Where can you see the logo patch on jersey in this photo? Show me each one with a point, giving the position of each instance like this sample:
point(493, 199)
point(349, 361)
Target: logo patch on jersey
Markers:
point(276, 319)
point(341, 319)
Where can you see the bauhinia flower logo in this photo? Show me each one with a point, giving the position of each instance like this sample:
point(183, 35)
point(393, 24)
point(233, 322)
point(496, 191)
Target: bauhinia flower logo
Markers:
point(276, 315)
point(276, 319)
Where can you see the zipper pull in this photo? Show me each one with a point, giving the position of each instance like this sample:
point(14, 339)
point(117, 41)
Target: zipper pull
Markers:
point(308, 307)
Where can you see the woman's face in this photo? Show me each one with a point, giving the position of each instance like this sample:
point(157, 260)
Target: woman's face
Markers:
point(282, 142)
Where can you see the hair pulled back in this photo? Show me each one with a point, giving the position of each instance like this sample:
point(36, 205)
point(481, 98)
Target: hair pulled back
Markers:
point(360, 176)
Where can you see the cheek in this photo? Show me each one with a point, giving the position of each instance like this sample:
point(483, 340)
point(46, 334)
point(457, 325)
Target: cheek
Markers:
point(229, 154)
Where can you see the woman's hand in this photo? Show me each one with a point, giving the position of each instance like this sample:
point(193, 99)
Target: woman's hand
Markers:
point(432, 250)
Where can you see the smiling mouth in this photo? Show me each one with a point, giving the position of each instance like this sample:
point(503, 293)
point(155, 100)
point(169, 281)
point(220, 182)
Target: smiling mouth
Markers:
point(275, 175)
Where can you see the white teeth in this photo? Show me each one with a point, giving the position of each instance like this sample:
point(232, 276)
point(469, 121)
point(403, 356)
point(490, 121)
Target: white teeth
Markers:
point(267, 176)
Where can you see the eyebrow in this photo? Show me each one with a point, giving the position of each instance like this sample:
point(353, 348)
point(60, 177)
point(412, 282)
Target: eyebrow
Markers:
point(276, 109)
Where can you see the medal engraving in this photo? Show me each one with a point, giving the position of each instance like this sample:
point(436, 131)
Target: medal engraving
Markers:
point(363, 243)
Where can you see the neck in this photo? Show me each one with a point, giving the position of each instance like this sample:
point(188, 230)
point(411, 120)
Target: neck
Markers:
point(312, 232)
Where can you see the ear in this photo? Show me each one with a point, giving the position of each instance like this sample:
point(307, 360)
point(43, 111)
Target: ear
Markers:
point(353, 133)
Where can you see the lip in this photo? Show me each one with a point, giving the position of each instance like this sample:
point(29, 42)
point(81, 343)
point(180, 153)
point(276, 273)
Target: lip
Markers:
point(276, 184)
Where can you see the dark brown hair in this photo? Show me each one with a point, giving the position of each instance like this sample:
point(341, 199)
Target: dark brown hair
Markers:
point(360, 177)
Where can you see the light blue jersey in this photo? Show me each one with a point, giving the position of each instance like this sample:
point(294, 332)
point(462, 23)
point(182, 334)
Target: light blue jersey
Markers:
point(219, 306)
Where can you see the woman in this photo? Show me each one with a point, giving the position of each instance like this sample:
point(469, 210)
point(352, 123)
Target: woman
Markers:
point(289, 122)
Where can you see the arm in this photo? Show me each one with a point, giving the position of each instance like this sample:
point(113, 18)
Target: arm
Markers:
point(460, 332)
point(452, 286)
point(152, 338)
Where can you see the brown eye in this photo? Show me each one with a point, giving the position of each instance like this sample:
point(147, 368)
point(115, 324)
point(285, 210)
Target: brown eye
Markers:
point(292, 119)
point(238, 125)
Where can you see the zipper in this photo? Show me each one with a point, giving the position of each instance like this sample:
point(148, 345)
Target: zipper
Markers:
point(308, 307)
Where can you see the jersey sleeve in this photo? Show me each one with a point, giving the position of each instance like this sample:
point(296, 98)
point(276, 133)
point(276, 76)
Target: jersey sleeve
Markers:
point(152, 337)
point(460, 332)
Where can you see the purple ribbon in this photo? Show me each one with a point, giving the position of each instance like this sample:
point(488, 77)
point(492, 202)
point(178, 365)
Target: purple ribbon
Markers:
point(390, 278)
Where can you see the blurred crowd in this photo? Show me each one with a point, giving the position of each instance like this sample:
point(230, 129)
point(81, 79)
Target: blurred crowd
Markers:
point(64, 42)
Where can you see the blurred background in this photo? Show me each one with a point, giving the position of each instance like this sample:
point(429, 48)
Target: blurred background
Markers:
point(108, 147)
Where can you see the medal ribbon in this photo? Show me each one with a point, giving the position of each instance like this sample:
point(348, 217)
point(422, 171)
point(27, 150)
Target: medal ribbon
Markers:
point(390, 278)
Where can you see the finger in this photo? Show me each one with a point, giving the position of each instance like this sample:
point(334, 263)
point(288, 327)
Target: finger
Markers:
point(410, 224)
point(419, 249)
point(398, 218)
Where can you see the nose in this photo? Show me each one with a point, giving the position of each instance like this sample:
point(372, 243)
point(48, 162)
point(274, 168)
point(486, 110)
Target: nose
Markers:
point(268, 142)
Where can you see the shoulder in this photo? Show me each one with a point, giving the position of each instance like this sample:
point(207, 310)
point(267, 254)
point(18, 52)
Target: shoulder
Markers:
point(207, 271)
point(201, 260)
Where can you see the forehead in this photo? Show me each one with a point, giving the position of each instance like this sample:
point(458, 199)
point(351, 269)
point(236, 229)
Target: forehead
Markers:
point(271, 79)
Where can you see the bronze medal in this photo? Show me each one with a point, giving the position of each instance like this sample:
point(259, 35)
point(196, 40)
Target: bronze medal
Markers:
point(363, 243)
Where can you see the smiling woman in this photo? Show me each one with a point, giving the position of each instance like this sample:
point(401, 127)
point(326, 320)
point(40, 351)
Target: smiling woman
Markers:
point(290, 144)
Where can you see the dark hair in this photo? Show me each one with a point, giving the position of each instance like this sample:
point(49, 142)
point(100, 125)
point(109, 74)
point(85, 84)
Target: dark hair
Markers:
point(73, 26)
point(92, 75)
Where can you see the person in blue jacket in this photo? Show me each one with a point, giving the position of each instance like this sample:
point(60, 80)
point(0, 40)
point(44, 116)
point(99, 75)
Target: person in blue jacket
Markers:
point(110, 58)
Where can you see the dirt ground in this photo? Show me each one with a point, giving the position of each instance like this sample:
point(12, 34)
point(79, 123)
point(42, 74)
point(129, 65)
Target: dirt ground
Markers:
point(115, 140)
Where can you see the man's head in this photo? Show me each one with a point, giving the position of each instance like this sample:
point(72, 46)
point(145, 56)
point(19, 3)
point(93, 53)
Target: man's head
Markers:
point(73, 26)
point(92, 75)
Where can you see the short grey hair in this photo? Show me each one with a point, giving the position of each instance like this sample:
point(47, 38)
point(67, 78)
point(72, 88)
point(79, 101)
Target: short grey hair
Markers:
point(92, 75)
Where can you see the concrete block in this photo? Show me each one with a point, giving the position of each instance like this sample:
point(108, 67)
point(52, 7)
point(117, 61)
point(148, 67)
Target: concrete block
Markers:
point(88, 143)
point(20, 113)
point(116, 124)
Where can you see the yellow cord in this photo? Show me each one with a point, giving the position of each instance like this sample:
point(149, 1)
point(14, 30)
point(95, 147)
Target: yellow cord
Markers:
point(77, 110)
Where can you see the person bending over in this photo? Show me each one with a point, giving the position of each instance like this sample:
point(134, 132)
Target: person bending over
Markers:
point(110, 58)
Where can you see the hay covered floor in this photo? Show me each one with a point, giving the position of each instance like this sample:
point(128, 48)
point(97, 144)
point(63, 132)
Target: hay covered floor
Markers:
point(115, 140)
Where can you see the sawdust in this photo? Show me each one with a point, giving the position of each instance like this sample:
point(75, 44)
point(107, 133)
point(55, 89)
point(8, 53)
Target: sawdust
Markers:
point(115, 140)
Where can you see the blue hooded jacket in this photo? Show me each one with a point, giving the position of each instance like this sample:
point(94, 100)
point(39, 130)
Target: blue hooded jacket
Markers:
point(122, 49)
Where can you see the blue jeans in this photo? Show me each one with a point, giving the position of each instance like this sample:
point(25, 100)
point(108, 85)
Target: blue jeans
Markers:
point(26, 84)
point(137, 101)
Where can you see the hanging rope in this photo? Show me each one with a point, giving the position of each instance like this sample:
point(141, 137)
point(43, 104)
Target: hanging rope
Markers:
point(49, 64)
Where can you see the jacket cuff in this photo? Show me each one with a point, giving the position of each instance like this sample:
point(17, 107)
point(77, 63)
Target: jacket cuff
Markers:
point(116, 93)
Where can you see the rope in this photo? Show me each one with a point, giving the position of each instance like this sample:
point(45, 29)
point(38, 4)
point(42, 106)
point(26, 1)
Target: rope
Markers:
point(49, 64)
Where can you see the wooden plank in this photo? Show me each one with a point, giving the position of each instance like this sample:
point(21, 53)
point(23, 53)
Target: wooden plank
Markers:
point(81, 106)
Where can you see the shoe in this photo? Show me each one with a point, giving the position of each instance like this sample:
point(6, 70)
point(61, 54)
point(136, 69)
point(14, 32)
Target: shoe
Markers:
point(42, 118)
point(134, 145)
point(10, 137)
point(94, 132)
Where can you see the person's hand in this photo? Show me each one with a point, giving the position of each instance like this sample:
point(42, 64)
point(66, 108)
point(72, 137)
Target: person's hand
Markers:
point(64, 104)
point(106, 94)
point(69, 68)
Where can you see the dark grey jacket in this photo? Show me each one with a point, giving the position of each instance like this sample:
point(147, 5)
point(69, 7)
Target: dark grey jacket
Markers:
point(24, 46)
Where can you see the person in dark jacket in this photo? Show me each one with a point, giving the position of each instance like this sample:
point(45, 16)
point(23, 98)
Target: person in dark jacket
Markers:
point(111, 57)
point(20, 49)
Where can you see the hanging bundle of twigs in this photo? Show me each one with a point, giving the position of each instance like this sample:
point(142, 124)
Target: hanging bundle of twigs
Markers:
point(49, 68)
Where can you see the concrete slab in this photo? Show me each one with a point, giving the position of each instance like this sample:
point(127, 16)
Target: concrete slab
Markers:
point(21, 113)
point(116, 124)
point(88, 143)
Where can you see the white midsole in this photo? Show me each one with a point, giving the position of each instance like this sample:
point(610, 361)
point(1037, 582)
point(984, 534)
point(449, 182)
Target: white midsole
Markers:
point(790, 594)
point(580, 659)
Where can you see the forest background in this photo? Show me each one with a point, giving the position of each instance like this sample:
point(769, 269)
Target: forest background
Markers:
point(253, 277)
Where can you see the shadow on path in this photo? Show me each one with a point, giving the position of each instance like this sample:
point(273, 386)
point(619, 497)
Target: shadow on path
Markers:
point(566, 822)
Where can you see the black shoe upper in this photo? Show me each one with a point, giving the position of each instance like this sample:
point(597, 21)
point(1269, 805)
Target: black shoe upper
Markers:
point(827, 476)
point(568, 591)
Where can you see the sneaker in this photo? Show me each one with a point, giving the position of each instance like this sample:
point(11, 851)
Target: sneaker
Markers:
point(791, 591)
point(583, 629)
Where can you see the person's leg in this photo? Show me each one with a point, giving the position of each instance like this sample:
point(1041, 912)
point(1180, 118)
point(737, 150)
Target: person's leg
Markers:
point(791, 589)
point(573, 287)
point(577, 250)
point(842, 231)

+++++

## Brief
Copy the material word for word, starting at its first line and ending at the line that contains "point(341, 319)". Include both of those lines and nothing after them.

## Result
Where can you see the logo patch on jersey in this photo? Show me each one with a point, giving the position of each instance like this sample:
point(493, 199)
point(349, 361)
Target: logo patch on jersey
Markers:
point(276, 319)
point(341, 319)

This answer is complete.